Keep your divorce professional and focused 

It’s no secret that in the days that followed Jeff and MacKenzie’s divorce announcement, tabloid news broke the story of Jeff’s involvement with a new romantic partner. One spouse finding out these kinds of explosive details about the other spouse is often enough to rock emotions — and derail divorce negotiations. However, given the non-stop speed of their divorce, it appears that MacKenzie and Jeff were able to stay focused and professional. 

A tip for the rest of us: the end of any marriage is almost never without emotional fallout. But know that bringing anger, frustration, and jealously into the negotiating room — and making decisions based on purely emotional reasons — is an almost surefire way to bog down the process and not get what you want in the long run. Whether it takes seeing a therapist, buying a punching bag, meditating, or just watching funny movie and having a laugh with a friend, do everything you can to be in a more neutral frame of mind when you sit down at the negotiating table.

AVAILABLE DATA —

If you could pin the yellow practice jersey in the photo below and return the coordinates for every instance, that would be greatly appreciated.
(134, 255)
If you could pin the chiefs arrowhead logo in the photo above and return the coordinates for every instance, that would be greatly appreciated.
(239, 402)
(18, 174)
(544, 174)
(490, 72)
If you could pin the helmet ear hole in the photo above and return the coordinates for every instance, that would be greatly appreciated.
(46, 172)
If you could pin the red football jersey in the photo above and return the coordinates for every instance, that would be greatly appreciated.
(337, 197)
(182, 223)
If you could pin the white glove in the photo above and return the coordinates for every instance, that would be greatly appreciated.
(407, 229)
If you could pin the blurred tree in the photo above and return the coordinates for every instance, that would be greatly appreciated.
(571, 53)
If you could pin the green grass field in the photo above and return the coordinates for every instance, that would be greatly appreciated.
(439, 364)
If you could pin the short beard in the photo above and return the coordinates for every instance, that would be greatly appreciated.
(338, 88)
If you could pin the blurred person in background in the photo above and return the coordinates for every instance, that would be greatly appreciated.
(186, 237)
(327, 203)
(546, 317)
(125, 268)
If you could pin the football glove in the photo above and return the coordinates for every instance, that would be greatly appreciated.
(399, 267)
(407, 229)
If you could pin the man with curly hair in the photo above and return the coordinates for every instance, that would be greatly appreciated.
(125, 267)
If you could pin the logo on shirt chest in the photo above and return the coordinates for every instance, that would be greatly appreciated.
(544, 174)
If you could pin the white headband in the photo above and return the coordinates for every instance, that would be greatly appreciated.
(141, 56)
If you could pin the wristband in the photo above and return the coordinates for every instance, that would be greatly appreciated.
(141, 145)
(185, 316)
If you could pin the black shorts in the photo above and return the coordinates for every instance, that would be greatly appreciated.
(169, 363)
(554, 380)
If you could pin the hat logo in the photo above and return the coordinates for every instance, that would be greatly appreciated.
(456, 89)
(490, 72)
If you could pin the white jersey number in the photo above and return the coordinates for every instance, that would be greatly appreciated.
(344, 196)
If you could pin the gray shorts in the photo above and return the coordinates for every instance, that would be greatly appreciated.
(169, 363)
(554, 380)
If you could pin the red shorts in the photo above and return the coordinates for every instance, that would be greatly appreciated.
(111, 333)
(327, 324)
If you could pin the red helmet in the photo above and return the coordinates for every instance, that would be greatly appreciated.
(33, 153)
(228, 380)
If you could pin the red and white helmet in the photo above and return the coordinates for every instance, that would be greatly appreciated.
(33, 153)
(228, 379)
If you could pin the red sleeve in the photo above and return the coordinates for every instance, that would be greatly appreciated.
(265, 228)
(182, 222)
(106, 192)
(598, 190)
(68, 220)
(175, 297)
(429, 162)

WORK REQUEST — Write the next part of the passage about keeping a divorce professional and focused, starting after its final sentence. The material has nothing to do with this.

EXERCISE ANSWER —
Leave the kids out of it 

Jeff and MacKenize Bezos have four children, at least two of whom are still minors. Not a word has been spoken about their children, and no tabloid photos of MacKenize or Jeff with their kids have surfaced since the divorce announcement. It’s clear from this silence that Jeff and McKenzie are putting their kids first by guarding their privacy during this difficult time.

By choosing a low conflict settlement method, Jeff and MacKenzie needed to come together to agree upon the best custody and parenting time plan for their minor children. The cooperation required to create this plan is a good model for creating a positive co-parenting relationship for years to come.  

Consider how you communicate about your divorce to the outside world 

All we truly know about the Bezos divorce are the carefully worded press statements from the couple and Amazon corporate communications. Take a page from Jeff and MacKenzie and think about what you say — and don’t say — about your divorce. Posting a blow-by-blow of your divorce on Facebook isn’t that helpful, and can even get you in trouble legally. Instead, think about ways you can discreetly share the news of your divorce when you feel settled and ready to move on.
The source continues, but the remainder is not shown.